##### Data for this exercise

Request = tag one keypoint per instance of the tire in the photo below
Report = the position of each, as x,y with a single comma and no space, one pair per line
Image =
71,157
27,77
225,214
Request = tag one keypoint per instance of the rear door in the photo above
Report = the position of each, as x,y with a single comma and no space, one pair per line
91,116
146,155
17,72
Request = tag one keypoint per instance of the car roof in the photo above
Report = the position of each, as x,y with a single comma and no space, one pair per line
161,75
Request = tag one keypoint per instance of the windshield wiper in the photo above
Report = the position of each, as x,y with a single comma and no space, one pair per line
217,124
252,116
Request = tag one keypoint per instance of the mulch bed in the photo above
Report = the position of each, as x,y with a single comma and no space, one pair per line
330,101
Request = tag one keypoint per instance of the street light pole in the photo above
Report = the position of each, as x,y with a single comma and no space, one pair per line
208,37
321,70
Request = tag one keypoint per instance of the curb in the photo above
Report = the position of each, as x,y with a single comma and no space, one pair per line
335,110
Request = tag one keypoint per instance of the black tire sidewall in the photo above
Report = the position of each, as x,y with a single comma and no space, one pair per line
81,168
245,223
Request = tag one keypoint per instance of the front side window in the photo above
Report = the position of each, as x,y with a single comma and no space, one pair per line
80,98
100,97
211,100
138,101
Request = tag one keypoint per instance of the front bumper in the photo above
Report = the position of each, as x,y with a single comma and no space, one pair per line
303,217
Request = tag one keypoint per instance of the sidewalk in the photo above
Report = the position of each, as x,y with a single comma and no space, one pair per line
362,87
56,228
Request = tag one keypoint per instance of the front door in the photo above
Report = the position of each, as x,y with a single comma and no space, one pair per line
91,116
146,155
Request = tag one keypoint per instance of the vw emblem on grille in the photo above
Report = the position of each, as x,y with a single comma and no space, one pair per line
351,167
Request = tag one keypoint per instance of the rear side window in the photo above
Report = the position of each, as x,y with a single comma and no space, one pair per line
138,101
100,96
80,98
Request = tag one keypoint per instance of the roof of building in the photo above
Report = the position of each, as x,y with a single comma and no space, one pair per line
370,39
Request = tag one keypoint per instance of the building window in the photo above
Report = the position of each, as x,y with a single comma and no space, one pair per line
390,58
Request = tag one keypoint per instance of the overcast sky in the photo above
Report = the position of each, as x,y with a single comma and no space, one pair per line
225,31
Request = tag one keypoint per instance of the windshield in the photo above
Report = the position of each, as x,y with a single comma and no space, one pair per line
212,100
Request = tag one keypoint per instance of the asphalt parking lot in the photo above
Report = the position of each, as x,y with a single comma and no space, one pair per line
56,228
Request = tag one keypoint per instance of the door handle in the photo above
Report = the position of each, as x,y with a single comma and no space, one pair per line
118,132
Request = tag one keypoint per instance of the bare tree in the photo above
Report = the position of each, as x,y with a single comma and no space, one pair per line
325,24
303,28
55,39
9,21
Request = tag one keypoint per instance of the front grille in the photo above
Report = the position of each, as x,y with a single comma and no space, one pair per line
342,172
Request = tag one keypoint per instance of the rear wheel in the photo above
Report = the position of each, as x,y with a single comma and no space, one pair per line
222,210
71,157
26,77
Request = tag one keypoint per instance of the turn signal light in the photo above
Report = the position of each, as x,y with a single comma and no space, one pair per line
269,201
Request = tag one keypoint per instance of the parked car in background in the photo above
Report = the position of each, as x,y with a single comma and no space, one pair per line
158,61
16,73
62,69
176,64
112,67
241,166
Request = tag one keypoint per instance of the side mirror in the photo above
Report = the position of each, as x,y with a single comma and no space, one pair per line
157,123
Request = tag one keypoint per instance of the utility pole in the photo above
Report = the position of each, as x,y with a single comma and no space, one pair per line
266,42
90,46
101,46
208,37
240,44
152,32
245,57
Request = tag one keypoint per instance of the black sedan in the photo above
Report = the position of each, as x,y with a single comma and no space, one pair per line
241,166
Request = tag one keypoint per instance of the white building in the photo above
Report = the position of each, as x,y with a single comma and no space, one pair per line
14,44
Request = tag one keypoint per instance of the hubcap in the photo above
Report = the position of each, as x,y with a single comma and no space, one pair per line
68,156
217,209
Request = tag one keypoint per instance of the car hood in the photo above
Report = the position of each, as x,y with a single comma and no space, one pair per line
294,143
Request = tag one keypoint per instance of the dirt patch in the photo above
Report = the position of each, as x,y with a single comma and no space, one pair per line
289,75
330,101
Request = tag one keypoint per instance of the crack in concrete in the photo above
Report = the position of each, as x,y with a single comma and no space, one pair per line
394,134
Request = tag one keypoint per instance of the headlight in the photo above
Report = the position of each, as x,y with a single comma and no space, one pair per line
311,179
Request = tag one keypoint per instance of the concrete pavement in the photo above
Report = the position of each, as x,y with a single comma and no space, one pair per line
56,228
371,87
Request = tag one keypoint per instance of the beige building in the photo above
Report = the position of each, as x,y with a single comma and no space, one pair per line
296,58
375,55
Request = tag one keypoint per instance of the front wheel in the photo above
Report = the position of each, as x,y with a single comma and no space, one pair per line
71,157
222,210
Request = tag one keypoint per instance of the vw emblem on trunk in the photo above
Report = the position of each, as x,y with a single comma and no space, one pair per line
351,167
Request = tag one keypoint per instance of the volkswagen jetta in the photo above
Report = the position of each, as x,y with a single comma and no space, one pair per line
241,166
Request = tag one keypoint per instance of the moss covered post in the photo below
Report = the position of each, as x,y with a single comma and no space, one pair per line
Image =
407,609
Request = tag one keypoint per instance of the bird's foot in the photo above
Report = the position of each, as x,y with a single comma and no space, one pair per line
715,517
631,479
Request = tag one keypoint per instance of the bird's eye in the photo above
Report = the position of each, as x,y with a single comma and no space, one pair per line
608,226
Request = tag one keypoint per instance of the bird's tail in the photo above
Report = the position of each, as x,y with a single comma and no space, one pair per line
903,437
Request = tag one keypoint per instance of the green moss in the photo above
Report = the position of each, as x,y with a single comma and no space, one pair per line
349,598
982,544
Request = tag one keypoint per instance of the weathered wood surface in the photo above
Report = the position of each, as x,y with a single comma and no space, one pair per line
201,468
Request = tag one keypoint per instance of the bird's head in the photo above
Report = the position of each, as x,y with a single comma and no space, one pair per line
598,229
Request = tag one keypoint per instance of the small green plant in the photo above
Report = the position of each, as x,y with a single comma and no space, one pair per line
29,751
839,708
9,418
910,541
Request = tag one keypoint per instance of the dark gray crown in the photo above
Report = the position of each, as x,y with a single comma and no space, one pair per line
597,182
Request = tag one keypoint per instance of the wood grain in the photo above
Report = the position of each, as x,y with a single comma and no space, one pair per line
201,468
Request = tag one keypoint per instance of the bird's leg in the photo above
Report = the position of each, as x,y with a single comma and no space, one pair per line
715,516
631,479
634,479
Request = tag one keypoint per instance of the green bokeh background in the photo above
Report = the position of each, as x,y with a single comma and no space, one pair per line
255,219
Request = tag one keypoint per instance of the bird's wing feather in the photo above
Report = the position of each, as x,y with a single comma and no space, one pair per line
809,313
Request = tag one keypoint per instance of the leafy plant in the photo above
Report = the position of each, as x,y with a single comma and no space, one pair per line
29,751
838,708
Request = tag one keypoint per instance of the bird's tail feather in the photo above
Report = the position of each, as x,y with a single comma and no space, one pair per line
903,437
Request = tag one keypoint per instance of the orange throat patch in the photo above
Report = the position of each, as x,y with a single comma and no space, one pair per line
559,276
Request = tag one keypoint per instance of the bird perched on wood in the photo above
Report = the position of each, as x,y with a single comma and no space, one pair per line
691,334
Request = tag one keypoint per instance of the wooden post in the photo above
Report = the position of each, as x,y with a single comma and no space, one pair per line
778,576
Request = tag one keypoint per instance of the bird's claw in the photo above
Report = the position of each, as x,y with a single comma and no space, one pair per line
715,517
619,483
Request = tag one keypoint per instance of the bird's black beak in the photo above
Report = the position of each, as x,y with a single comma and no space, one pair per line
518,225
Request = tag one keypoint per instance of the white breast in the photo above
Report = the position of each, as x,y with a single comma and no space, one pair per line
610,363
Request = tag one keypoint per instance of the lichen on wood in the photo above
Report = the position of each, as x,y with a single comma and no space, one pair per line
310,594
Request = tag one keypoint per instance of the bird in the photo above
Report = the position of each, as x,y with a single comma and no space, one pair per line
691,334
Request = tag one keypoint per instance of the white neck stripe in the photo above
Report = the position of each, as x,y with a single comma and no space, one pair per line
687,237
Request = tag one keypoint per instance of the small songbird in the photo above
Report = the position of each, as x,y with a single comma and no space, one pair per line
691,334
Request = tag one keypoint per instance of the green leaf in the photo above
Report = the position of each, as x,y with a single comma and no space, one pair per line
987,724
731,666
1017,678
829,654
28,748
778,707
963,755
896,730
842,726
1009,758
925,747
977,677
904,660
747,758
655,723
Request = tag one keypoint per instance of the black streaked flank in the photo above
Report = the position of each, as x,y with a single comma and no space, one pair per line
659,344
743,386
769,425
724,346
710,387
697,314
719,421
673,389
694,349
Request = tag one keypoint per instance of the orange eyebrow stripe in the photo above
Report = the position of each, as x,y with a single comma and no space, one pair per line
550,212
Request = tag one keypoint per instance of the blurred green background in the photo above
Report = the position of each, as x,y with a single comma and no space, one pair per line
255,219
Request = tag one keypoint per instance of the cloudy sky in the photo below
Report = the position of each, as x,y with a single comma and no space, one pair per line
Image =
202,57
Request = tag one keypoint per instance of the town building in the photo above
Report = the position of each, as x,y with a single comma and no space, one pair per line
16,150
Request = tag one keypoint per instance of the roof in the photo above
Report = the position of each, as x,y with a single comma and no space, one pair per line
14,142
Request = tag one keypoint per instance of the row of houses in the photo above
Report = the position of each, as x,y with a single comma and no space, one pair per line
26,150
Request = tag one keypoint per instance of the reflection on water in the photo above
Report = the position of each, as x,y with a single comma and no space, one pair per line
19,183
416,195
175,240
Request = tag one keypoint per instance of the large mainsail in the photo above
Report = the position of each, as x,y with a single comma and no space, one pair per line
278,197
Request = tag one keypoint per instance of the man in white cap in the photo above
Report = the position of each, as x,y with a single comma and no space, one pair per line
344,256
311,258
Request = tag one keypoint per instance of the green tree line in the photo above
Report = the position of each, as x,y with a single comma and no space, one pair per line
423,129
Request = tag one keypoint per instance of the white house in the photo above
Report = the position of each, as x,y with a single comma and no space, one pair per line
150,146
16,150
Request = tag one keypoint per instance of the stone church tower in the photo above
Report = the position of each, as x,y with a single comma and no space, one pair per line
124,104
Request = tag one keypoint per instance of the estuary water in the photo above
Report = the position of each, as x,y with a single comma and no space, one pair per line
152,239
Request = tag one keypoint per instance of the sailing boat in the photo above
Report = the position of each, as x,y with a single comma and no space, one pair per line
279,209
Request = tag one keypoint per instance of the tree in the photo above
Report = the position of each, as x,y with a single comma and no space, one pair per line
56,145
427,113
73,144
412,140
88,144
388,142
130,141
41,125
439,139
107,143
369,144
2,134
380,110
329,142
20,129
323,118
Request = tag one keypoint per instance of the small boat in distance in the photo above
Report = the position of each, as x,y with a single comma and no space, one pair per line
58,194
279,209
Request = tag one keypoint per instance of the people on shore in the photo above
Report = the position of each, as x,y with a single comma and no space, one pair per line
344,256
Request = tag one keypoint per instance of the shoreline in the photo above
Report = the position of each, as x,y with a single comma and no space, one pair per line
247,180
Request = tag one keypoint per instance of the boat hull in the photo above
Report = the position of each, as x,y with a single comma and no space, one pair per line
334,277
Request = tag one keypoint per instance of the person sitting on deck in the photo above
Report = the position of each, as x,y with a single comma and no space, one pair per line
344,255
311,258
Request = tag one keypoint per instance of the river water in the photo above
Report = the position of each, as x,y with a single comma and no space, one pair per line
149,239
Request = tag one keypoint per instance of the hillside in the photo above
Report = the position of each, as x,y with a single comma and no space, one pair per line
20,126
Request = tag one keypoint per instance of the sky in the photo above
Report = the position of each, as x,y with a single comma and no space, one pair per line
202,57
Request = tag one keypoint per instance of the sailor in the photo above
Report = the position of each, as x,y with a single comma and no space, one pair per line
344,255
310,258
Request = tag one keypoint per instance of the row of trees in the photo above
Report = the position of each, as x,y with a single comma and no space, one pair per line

##########

Retype exactly the lines of the data above that fall between the line with "Request = tag one keypoint per instance of the black sedan" and the line with "Request = tag one keypoint per instance of the crack", inclusive, and add nothing.

Request = tag one keypoint per instance of the black sedan in the photo above
Report = the position of each, as x,y with a single comma and no space, one pair per line
241,166
Request = tag one keypoint per instance of the white building in the photo above
Report = the position of each, as x,y with a single comma and no space, one pair per line
14,44
Request = tag one keypoint per instance of the hubcap in the photo above
Report = the position of each, as x,y with a single comma and no space, one pair per line
68,156
217,209
Request = tag one keypoint per instance of the car hood in the photo above
Report = the position of each, as x,y with a single comma and no space, one pair per line
294,143
Request = tag one keypoint per instance of the dirt patch in the photo above
Report = the position of each, as x,y with a single comma and no space, one pair per line
289,75
330,101
Request = tag one keypoint per instance of the crack in concrete in the photo above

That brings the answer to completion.